— PROVIDED PASSAGE —

INJUSTICE DEPARTMENT: HIDE IN PLAIN SIGHT (1980)

May 31, 2016

In June of 1967, Thomas Leonhard’s children disappeared. They vanished along with his ex-wife and her new husband. A year later Leonhard would learn that they were given new identities as part of the FBI’s Witness Protection Program. A cement mason in Buffalo, New York, Leonhard spent the next eight years in State and Federal courts trying to win the right to see his two kids. This remarkable story became the subject of Leslie Waller’s true crime novel Hide in Plain Sight, which James Caan would adapt for his directorial debut in 1980. Caan wanted the film to be a “cinema verite kind of thing”, so he shot the film on location in Buffalo, with most of the film unfurling as a low-key docudrama, sticking to the everyday details of Leonhard’s life. United Artists considered it too arty and a money loser, so it did not receive the full support of the studio, despite largely positive critical notices. It has been available on DVD from Warner Archive for a few years, but what led me to Hide in Plain Sight was the Buffalo News’ list of the top ten films shot in Western New York. Buffalo is my hometown, and it hasn’t had much luck on the silver screen, aside from Vincent Gallo’s idiosyncratic Buffalo ’66 and some turn-of-the-century Edison shorts (I am partial to A Trip Around the Pan-American Exposition  (1901)). Locals have always been most proud of The Natural (and its use of Parkside Candy Shop), but for me, Hide in Plain Sight presents a more complete view of the city, from the bars to the factories to the zoo.

— DATASET CONTENT —
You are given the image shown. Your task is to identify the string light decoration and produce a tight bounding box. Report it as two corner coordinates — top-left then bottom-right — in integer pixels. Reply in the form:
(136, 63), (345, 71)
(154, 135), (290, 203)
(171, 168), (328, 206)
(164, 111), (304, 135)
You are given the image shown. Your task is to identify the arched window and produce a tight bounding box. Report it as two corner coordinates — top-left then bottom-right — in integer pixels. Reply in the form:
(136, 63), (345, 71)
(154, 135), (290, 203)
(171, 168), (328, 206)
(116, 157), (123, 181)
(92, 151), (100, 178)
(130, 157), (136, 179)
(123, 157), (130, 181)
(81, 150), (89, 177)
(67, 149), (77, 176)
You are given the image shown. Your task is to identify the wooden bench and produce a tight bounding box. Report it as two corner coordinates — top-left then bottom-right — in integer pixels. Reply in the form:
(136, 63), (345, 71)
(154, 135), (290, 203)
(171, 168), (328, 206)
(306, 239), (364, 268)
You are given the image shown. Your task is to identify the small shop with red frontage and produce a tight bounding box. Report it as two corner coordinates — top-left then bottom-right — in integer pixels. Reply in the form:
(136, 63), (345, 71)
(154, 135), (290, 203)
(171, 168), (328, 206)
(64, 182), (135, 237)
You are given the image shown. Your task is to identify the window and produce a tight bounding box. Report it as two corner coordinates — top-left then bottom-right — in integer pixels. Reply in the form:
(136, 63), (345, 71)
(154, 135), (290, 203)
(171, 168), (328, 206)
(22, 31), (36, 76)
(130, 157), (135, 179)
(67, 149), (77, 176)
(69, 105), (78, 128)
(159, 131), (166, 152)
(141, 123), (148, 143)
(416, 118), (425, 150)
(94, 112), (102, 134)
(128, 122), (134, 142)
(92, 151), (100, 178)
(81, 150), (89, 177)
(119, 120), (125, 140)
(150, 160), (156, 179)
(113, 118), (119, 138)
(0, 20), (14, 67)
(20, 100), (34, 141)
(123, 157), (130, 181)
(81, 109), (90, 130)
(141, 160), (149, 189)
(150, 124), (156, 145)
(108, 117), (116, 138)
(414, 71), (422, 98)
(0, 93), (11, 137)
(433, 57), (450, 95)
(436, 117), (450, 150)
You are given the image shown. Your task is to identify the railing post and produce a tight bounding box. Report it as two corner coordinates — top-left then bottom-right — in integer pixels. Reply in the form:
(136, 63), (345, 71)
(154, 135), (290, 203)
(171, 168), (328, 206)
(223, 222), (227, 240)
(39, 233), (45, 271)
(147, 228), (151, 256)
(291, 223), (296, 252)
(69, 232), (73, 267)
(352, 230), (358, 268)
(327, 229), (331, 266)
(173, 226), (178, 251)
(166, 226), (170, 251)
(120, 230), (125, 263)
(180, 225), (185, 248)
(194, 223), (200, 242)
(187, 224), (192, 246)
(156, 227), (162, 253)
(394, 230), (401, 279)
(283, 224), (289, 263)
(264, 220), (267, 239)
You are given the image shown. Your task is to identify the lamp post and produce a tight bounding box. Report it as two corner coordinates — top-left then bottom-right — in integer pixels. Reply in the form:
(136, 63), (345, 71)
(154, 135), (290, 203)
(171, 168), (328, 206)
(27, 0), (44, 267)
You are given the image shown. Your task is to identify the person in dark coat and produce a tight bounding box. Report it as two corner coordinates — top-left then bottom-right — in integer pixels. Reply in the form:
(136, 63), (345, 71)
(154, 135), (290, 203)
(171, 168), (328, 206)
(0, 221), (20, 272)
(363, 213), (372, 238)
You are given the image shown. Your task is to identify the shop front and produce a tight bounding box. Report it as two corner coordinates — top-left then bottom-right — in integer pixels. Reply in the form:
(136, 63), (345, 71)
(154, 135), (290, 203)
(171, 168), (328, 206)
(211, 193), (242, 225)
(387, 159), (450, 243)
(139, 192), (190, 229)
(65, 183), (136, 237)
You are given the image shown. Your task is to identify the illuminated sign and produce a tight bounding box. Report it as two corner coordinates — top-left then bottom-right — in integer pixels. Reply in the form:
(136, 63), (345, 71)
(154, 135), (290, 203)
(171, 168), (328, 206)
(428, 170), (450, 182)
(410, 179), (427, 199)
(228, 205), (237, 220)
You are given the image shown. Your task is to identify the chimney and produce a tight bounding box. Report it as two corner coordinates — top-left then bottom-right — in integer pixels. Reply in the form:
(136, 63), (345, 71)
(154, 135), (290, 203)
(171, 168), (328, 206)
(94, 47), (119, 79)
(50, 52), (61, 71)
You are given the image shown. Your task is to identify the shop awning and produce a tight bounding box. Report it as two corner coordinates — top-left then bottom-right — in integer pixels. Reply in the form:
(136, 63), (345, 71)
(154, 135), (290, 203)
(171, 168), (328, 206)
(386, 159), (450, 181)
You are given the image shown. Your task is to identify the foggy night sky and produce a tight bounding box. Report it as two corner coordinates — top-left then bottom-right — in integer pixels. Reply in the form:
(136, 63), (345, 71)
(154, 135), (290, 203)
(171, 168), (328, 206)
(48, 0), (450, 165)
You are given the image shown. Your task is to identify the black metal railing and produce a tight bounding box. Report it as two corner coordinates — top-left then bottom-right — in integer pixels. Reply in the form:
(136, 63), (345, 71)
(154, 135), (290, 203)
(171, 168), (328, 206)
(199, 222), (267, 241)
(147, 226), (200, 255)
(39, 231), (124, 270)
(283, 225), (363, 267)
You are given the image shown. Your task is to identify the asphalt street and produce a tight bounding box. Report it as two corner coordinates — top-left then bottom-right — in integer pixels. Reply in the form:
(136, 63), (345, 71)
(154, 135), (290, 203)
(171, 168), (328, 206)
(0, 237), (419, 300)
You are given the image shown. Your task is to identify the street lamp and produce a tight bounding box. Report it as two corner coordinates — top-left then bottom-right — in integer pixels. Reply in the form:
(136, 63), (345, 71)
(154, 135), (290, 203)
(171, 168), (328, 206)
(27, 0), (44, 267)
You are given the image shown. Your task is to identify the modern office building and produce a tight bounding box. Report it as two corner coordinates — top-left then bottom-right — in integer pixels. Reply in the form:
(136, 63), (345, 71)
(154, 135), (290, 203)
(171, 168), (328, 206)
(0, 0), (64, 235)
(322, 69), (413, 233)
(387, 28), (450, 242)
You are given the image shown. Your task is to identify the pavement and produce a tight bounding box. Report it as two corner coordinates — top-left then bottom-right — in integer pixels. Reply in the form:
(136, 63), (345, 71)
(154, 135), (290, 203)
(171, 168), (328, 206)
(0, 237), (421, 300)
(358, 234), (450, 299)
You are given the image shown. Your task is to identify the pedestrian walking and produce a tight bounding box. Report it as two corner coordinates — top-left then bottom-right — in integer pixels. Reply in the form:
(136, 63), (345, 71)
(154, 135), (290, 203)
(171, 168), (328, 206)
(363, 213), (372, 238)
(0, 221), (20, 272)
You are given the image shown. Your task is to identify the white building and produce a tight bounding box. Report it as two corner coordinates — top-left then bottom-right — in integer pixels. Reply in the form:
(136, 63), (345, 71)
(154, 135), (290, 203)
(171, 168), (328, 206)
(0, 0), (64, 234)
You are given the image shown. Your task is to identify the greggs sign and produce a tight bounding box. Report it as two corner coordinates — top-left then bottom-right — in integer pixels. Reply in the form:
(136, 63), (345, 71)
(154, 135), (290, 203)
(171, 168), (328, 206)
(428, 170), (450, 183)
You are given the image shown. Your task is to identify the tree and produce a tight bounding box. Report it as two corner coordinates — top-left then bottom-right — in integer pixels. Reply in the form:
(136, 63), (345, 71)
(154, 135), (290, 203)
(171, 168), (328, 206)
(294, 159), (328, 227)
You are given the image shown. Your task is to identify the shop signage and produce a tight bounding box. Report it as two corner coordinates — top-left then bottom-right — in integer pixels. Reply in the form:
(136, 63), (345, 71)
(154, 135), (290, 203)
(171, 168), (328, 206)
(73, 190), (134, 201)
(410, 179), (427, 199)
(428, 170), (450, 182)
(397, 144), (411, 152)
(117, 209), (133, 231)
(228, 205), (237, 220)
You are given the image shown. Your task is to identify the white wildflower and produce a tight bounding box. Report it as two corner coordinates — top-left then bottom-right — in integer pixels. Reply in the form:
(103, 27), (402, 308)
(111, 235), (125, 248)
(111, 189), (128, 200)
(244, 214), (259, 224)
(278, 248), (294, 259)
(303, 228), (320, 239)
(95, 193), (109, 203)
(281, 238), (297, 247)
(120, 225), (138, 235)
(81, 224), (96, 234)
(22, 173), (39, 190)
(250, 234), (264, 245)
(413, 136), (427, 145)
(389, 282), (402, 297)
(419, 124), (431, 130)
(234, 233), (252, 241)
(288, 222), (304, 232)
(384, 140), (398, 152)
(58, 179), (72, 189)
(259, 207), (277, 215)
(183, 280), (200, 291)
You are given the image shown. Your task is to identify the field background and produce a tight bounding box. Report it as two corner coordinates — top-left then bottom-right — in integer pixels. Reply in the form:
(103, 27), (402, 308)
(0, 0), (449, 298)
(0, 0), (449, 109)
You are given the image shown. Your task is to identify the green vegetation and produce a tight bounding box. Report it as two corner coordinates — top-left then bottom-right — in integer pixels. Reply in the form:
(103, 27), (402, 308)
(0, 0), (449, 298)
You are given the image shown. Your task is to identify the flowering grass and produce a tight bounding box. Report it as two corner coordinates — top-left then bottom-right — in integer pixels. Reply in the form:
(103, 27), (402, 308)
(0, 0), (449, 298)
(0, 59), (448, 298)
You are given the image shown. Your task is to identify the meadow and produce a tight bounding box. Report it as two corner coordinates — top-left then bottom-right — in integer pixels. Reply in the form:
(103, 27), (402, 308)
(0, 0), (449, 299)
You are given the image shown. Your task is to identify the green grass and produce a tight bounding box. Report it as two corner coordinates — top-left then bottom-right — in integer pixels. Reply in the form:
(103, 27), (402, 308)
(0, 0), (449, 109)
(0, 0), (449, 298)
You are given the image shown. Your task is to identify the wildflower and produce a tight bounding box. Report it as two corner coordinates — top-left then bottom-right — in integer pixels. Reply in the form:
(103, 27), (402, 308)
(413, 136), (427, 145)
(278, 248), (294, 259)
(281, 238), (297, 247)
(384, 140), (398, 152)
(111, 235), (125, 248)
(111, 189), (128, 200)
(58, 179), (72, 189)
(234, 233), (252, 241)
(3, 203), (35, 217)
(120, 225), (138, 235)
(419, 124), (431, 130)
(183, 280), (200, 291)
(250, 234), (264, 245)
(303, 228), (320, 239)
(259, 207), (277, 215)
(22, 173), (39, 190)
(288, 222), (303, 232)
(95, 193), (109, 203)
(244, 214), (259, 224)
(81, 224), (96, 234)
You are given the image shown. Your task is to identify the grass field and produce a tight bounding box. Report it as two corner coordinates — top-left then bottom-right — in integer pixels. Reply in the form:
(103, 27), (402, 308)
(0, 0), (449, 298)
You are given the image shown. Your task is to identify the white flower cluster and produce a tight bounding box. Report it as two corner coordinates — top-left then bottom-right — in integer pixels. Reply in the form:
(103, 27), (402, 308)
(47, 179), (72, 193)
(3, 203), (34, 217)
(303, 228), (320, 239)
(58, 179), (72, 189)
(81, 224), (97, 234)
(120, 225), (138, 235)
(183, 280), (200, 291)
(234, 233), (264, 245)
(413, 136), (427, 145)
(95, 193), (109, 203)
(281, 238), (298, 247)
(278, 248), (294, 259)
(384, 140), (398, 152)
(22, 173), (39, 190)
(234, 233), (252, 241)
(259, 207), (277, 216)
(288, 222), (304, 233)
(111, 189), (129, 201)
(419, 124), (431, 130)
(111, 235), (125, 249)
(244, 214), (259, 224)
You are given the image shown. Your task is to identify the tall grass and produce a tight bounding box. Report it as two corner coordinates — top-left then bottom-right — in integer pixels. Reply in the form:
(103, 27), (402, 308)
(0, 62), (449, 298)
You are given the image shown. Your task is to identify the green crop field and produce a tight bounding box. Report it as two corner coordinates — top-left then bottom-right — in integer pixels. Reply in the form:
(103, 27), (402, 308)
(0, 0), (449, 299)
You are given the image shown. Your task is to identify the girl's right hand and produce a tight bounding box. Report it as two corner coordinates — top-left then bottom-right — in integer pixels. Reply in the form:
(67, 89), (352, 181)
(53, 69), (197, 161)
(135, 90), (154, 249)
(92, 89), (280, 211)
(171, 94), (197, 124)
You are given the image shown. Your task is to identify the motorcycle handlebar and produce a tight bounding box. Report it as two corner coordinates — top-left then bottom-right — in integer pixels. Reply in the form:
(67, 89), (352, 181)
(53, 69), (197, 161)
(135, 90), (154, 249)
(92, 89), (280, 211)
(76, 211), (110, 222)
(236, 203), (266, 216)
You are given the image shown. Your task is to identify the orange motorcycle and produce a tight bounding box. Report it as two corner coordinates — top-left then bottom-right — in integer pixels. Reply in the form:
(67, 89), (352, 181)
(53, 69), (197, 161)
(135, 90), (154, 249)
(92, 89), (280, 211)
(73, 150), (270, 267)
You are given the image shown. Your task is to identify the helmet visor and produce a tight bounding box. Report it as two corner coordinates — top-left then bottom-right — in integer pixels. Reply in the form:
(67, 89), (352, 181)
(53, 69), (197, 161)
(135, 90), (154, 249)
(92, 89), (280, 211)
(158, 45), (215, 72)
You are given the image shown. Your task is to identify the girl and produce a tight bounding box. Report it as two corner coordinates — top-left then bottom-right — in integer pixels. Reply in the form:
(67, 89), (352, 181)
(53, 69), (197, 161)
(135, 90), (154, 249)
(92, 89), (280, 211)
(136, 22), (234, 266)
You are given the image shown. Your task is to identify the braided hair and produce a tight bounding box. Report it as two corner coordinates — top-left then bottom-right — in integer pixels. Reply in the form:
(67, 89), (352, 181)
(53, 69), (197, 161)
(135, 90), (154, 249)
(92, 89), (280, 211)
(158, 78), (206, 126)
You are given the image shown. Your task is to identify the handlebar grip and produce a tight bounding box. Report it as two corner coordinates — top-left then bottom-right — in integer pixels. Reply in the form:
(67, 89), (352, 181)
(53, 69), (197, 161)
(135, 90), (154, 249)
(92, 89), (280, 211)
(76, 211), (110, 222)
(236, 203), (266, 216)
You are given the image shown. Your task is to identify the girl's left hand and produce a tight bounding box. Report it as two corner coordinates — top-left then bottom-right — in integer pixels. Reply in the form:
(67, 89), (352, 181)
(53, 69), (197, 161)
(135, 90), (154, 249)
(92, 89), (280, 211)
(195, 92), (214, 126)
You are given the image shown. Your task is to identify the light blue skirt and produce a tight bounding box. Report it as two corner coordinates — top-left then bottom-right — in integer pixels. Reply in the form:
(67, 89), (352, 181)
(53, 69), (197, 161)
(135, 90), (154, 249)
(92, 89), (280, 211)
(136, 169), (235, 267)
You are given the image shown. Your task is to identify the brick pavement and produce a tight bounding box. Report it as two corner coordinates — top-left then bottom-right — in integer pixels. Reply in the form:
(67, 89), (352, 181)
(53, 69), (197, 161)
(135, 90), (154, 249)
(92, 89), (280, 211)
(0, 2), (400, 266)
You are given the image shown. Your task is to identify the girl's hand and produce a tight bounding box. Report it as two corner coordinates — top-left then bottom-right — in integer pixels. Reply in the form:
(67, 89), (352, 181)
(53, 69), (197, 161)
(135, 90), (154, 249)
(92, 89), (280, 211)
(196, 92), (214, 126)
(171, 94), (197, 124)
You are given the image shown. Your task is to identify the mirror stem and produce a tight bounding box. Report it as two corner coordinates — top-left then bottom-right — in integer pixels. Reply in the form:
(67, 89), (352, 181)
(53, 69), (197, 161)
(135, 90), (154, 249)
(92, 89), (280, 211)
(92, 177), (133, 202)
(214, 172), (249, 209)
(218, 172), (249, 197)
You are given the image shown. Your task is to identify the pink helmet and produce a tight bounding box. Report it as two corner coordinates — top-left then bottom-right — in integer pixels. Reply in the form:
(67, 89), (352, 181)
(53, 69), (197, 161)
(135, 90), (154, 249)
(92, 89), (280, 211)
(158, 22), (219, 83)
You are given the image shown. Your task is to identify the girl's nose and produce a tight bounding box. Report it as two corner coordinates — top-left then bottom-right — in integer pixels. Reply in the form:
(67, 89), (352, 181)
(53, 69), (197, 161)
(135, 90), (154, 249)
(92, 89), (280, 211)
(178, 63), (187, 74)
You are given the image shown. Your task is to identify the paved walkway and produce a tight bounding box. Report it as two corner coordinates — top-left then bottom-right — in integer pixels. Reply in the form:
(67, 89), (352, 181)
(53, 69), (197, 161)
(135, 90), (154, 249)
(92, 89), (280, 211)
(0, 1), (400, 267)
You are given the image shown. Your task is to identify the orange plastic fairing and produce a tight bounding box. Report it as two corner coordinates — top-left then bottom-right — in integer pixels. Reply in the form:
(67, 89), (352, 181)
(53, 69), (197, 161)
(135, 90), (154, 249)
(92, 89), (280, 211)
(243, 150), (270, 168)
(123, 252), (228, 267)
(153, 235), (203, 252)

— CHALLENGE 1 —
For each statement about the Hide in Plain Sight passage, answer yes or no according to the passage, and quote the words that decide it.
(a) Thomas Leonhard worked as a cement mason in Buffalo.
(b) United Artists gave the film its full support.
(c) Hide in Plain Sight was James Caan's first film as a director.
— CHALLENGE 2 —
Turn the paragraph of the Hide in Plain Sight passage that begins "In June of 1967" into a short bulleted list that keeps its main facts.
— CHALLENGE 3 —
Answer these questions using the Hide in Plain Sight passage.
(a) In what month and year did Leonhard's children disappear?
(b) Who wrote the novel on which the film is based?
(c) Which candy shop does the passage connect with The Natural?
The listing is not needed for anything here.

— RESPONSE 1 —
(a) Yes: "A cement mason in Buffalo, New York"
(b) No: "it did not receive the full support of the studio"
(c) Yes: "which James Caan would adapt for his directorial debut in 1980"

— RESPONSE 2 —
- In June 1967, Thomas Leonhard's two children vanished with his ex-wife and her new husband.
- A year later he learned that they had been given new identities through the FBI's Witness Protection Program.
- Leonhard, a cement mason in Buffalo, New York, spent eight years in State and Federal courts seeking the right to see his children.
- Leslie Waller told the story in the true crime novel Hide in Plain Sight.
- James Caan adapted the novel as his directorial debut in 1980. He shot it on location in Buffalo as a low-key, "cinema verite" docudrama.
- United Artists considered the film too arty and a money loser and did not fully support it, though critics were largely positive.
- The film is available on DVD from Warner Archive.
- The writer found the film through the Buffalo News' list of the top ten films shot in Western New York.
- Buffalo, the writer's hometown, has had little luck on screen. The exceptions are Buffalo '66 and some Edison shorts from the turn of the century.
- Locals are proudest of The Natural, but the writer thinks Hide in Plain Sight gives a fuller view of the city, from its bars to its factories to its zoo.

— RESPONSE 3 —
(a) June 1967
(b) Leslie Waller
(c) Parkside Candy Shop